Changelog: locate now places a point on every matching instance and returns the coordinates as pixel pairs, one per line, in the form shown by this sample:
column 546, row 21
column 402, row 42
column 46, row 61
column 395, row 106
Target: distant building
§ §
**What the exercise asks:**
Copy every line of the records above word for word, keeping each line's order and punctuation unchanged.

**Complete output:**
Changelog: locate now places a point on every matching instance and returns the coordinates as pixel pairs, one per line, in the form shown by this sample:
column 546, row 21
column 402, row 42
column 46, row 61
column 395, row 106
Target: distant building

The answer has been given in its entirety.